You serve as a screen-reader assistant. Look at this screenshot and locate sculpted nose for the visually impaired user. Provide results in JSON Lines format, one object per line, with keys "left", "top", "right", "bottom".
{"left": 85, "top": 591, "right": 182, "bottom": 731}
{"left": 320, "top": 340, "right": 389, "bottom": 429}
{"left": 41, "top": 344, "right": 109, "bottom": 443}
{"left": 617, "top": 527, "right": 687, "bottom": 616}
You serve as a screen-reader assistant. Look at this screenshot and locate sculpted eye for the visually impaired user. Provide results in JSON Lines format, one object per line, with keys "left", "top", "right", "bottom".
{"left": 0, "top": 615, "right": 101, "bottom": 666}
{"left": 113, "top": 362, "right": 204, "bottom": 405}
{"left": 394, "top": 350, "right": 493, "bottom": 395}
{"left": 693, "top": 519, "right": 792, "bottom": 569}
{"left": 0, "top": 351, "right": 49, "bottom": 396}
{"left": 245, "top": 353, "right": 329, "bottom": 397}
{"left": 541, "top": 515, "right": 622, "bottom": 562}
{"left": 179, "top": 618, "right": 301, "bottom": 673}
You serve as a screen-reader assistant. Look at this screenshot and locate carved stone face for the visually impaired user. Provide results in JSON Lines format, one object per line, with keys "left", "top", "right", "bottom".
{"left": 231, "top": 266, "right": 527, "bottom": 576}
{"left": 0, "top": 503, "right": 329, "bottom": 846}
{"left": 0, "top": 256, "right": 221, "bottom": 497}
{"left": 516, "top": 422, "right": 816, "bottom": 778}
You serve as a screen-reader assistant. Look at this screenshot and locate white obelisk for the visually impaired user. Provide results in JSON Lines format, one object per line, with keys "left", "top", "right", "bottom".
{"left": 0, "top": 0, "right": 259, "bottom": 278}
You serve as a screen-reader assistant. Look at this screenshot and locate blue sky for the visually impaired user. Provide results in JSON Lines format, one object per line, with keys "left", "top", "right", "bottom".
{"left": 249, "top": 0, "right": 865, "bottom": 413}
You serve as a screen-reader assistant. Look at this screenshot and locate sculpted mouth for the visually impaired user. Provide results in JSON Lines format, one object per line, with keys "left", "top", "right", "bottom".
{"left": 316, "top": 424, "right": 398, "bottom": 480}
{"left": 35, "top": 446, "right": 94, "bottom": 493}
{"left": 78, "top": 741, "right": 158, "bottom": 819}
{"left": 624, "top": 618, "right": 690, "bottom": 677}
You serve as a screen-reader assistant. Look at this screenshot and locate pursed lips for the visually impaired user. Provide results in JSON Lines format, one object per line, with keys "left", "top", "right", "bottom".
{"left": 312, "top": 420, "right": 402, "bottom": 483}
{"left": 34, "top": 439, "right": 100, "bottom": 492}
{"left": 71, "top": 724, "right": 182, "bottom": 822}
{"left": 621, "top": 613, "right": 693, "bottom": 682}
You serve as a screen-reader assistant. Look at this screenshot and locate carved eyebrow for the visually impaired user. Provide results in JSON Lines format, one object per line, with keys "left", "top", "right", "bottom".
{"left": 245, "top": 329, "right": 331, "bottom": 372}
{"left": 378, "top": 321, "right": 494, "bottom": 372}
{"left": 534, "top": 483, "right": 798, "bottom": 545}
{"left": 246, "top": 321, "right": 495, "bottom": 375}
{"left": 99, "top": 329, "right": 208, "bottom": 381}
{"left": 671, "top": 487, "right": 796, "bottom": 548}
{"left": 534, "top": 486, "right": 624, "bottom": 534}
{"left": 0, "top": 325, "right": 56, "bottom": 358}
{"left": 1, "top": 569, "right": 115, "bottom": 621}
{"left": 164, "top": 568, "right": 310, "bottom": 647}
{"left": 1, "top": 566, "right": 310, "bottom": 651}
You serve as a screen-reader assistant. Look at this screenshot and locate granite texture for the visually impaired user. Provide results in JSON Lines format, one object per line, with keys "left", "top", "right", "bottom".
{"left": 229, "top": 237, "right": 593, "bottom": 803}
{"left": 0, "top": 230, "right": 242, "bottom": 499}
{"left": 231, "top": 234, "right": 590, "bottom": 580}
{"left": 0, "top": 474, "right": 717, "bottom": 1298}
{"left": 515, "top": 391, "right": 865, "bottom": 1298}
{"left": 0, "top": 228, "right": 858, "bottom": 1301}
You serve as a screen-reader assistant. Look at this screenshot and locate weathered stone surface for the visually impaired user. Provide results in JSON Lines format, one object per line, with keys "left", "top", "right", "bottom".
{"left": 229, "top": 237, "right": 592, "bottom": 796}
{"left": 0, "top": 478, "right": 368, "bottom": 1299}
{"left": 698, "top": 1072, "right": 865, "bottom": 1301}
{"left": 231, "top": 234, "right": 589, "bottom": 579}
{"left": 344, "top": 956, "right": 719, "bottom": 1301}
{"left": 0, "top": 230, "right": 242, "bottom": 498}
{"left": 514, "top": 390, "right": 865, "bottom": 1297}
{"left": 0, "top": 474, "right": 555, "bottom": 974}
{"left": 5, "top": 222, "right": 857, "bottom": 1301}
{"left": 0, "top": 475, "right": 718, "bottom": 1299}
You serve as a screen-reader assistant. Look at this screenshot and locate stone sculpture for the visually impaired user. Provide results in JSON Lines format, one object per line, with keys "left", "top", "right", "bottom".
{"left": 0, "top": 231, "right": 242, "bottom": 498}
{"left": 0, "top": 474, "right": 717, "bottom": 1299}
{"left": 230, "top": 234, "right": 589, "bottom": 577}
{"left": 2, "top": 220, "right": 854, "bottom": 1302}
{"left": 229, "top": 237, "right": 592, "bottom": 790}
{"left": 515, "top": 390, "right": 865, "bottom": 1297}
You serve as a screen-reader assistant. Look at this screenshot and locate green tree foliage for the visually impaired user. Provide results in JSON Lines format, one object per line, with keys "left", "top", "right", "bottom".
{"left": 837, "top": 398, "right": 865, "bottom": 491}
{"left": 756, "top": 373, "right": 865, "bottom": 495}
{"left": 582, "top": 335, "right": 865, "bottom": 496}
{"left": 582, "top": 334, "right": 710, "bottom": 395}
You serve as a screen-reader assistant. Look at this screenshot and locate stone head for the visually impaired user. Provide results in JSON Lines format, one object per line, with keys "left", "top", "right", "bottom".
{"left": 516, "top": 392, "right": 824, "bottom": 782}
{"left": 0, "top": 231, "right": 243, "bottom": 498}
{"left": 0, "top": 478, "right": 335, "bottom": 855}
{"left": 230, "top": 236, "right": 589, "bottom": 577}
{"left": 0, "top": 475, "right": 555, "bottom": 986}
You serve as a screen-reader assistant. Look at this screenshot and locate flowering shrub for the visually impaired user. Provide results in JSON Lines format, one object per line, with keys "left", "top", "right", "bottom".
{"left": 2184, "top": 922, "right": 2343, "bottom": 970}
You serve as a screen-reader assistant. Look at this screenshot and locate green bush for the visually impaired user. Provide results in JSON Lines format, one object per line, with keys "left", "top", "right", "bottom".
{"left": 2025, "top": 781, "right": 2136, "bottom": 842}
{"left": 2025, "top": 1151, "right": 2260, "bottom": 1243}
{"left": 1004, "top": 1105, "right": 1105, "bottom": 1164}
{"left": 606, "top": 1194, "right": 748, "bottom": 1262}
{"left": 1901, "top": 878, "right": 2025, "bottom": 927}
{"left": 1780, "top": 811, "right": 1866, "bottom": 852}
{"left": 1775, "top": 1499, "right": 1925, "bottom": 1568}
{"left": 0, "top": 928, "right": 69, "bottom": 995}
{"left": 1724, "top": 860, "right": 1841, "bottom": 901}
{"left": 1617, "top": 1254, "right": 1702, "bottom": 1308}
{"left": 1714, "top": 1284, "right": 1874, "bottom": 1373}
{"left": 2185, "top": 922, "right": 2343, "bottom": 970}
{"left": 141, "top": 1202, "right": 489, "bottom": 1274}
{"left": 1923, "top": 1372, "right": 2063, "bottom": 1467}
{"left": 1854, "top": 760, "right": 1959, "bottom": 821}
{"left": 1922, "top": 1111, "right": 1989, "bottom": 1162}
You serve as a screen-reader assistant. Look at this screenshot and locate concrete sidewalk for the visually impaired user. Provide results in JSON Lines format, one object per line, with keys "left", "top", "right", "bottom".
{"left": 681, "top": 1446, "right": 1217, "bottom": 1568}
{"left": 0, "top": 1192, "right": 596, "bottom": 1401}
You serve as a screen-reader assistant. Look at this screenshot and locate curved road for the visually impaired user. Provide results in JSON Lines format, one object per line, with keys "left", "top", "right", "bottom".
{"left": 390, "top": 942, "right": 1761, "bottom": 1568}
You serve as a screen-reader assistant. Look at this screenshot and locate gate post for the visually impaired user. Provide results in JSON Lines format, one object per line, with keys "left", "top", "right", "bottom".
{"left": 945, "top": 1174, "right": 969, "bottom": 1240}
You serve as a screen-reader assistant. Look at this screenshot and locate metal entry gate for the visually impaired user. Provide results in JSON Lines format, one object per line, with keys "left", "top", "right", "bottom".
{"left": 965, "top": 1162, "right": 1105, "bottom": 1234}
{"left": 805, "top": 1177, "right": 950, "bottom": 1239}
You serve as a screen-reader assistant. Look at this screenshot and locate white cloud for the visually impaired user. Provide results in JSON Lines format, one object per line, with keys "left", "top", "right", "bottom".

» **Work instruction**: Transcribe exactly, and only, the lines from the one bearing "and locate gate" through the last line of the entries, counting both.

» **Completed exercise**:
You serve as a screen-reader assistant. Look at this screenshot and locate gate post for the visually impaired user. Provide results in JSON Lines format, one object per line, with keys "left", "top", "right", "bottom".
{"left": 945, "top": 1174, "right": 969, "bottom": 1240}
You serve as a screen-reader assistant. Look at this screenshot and locate metal entry gate for the visually impaired user. Provide results in JSON Lines format, one object per line, with keys "left", "top", "right", "bottom".
{"left": 965, "top": 1162, "right": 1105, "bottom": 1234}
{"left": 805, "top": 1177, "right": 950, "bottom": 1239}
You serve as a screen-reader assistant. Look at this screenshot and locate white cloud for the visually impaired user. Provide results in JSON Lines format, one object per line, with keys "left", "top", "right", "bottom".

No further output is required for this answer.